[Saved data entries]
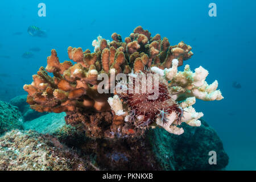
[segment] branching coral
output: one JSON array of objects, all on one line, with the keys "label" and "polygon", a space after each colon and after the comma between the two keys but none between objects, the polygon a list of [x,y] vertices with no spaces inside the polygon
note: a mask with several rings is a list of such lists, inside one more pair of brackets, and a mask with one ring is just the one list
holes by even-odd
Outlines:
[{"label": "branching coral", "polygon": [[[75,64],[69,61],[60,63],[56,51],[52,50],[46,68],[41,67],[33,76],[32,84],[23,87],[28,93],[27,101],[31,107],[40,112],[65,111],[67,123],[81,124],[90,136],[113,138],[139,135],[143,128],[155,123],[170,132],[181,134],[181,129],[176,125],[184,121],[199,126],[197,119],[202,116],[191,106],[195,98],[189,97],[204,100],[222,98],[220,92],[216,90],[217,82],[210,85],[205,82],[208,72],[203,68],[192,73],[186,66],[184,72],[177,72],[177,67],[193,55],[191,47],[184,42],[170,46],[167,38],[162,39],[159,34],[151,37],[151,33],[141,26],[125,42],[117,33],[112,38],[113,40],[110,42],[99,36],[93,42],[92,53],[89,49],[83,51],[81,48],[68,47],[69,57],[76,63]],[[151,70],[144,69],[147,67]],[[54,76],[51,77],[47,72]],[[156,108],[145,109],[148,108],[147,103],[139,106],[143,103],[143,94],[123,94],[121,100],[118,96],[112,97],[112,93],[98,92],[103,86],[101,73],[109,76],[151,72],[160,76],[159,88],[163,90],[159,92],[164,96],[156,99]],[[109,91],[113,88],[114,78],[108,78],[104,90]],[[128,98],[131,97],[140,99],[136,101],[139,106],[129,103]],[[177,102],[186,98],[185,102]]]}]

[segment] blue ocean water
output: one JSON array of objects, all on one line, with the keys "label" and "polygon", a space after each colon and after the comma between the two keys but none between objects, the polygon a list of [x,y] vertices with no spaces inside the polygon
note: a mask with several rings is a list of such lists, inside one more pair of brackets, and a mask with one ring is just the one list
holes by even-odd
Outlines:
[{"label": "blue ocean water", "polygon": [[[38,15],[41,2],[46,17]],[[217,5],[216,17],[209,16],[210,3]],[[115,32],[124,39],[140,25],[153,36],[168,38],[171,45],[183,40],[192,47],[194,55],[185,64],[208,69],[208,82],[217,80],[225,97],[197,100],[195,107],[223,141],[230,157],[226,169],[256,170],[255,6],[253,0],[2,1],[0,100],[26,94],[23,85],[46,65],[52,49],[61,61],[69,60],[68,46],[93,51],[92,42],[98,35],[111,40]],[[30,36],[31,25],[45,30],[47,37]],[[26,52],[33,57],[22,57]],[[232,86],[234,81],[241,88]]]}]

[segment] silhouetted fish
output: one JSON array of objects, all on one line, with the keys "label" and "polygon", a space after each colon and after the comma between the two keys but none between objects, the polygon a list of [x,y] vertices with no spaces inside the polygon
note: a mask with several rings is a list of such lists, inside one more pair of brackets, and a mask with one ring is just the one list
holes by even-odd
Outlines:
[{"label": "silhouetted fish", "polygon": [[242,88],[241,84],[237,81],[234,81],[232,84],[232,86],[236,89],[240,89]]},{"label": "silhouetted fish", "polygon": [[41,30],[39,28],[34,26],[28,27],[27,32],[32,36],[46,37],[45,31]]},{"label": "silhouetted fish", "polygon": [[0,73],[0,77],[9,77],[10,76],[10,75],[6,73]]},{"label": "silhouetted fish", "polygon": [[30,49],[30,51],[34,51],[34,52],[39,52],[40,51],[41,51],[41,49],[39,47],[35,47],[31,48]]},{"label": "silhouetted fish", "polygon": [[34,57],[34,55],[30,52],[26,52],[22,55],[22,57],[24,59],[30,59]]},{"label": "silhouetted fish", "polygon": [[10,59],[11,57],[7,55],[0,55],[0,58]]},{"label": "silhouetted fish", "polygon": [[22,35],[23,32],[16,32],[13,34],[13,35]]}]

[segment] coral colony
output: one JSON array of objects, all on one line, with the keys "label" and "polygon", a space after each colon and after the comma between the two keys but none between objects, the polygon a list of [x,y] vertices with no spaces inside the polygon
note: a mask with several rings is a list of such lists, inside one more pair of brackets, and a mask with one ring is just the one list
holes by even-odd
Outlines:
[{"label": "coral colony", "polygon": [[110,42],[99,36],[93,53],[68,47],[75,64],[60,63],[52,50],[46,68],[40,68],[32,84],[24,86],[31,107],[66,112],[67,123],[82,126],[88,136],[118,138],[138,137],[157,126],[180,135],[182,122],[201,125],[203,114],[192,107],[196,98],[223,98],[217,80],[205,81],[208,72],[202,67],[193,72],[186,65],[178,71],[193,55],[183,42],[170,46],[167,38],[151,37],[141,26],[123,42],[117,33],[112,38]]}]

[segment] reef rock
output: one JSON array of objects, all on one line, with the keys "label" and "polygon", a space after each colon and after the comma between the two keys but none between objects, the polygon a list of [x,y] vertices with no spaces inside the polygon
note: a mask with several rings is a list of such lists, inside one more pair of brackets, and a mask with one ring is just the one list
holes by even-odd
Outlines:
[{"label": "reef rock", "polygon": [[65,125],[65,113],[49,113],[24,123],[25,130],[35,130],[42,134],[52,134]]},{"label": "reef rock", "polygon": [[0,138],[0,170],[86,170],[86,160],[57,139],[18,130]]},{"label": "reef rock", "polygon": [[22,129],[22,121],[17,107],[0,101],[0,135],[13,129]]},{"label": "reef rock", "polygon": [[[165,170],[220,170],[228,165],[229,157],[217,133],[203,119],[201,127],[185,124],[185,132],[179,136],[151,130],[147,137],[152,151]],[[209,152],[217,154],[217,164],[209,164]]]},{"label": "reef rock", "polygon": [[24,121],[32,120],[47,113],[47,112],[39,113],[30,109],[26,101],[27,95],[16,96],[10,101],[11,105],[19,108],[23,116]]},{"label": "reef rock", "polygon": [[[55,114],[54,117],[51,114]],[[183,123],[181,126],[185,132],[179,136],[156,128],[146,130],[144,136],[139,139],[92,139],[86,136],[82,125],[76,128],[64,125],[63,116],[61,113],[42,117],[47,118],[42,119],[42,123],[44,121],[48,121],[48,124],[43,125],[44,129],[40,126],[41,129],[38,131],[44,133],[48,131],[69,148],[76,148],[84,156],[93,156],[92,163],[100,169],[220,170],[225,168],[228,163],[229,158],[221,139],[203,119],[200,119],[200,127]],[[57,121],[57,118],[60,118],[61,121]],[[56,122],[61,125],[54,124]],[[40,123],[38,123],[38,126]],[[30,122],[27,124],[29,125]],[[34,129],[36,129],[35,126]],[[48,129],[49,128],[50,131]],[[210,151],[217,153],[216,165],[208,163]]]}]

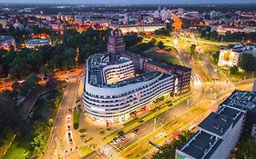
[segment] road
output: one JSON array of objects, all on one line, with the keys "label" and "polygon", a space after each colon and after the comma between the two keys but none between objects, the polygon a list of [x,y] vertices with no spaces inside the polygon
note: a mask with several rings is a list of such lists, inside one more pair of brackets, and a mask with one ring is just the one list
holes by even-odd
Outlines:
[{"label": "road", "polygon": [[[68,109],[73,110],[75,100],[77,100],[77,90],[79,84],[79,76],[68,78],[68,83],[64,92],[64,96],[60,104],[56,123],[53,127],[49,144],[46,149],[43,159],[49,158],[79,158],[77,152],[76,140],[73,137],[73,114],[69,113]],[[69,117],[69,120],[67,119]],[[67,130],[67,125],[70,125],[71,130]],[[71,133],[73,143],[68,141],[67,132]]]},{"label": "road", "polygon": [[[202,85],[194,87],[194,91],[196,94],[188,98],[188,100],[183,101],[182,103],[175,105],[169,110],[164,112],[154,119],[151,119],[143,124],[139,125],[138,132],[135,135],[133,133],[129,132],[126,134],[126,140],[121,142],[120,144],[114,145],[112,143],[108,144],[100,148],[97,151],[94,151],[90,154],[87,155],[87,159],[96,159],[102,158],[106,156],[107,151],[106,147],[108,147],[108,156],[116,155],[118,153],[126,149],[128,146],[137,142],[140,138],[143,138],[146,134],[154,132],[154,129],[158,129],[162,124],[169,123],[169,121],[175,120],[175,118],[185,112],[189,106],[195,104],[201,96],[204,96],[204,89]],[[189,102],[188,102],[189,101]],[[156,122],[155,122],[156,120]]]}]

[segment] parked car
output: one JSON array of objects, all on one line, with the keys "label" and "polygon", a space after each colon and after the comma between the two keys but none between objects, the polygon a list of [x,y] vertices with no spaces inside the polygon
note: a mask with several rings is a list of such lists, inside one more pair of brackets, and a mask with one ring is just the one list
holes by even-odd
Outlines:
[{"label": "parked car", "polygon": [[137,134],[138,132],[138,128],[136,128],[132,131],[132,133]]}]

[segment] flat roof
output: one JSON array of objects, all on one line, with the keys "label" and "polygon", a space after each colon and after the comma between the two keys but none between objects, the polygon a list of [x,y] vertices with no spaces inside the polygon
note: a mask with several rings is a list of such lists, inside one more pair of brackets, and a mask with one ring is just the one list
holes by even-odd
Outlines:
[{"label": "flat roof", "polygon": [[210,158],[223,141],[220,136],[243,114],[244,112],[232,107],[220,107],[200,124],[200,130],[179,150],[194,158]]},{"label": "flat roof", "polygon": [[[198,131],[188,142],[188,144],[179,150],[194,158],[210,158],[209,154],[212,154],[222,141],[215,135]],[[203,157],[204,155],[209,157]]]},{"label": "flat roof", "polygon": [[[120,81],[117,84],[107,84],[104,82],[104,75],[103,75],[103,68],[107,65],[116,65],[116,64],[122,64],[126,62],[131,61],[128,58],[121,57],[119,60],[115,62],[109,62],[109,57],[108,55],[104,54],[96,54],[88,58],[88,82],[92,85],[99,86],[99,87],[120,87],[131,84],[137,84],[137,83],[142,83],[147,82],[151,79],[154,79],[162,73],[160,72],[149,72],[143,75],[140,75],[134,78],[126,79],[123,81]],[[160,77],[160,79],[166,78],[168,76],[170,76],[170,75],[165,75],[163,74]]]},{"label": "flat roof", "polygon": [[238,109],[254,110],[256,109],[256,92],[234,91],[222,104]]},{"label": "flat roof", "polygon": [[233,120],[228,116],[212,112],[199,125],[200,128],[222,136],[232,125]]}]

**Problem to solve**: Return verbatim the lines of the rows, beginning at the line that contains "[segment] parked car" and stopping after the final line of the rows, both included.

**The answer**:
[segment] parked car
output: one JSON array of objects, all on one line, with the keys "label" and "polygon", a space after each colon and after the comma between the two keys but none between objects, the polygon a list of [x,y] vertices with no spaces inside the polygon
note: a mask with several rings is a list of such lists, inside one more pair of brackets, and a mask with one ring is just the one list
holes by even-odd
Outlines:
[{"label": "parked car", "polygon": [[137,134],[138,132],[138,128],[136,128],[132,131],[132,133]]}]

[segment] flat roof
output: one JSON array of objects, all on one line, with the keys "label" and "polygon", a space after each colon and after the comma between the two keys but none between objects, the polygon a list of [x,y] vertices with no spaces inside the polygon
note: a mask with several rings is a list of such lists, inside one more pair of brackets, and a mask with one ring is just the one list
holes by even-odd
Outlines:
[{"label": "flat roof", "polygon": [[210,158],[223,141],[220,136],[243,114],[244,112],[232,107],[220,107],[200,124],[200,130],[179,150],[194,158]]},{"label": "flat roof", "polygon": [[[198,131],[188,142],[188,144],[179,150],[194,158],[210,158],[209,154],[212,154],[222,141],[215,135]],[[203,157],[204,155],[209,157]]]},{"label": "flat roof", "polygon": [[[120,81],[117,84],[107,84],[104,82],[104,75],[103,75],[103,68],[107,65],[116,65],[116,64],[122,64],[126,62],[131,61],[128,58],[121,57],[119,60],[115,62],[109,62],[109,57],[108,55],[104,54],[96,54],[88,58],[88,82],[92,85],[99,86],[99,87],[120,87],[131,84],[137,84],[137,83],[142,83],[147,82],[151,79],[154,79],[162,73],[160,72],[149,72],[143,75],[140,75],[134,78],[126,79],[123,81]],[[160,77],[160,79],[166,78],[168,76],[170,76],[170,75],[165,75],[163,74]]]},{"label": "flat roof", "polygon": [[238,109],[254,110],[256,109],[256,92],[234,91],[222,104]]},{"label": "flat roof", "polygon": [[233,120],[228,116],[212,112],[199,125],[200,128],[222,136],[232,125]]}]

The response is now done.